* _Given task_:
Reproduce the items exactly, from their first line through the line that contains "point(120, 527)", including both of those lines.

* _Items_:
[BEGIN]
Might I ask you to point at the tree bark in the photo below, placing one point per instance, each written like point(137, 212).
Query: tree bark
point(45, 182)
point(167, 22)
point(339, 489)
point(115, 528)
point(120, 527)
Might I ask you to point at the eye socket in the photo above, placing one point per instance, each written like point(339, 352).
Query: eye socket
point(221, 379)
[END]
* _Result below_:
Might I ask you to point at the tree bark in the photo below, placing one point per instance, each written like point(137, 212).
Query: tree bark
point(45, 182)
point(167, 22)
point(339, 489)
point(115, 528)
point(120, 527)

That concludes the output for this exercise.